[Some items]
— START —

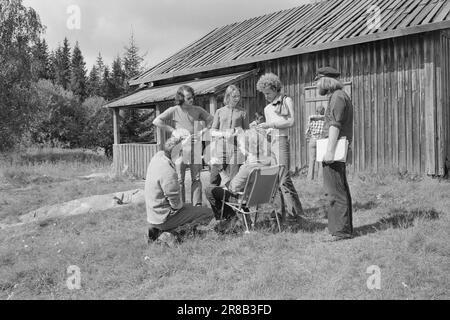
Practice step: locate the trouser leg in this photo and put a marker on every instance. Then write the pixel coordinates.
(215, 197)
(181, 171)
(312, 158)
(196, 188)
(288, 198)
(339, 202)
(214, 178)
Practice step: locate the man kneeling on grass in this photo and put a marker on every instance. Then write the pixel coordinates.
(165, 209)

— END —

▶ **Written task**
Copy out the text of the items above word for word, leaving out the pictures.

▶ **Answer**
Practice step: locate the trouser leg in this photo and put a marker on every instance. Then write the pixel coordinates.
(215, 197)
(181, 171)
(312, 158)
(196, 188)
(288, 198)
(339, 202)
(214, 178)
Practice step: locate the man kneeling on grass in this photo and put a marker on every instance. Then write the pixel coordinates.
(165, 209)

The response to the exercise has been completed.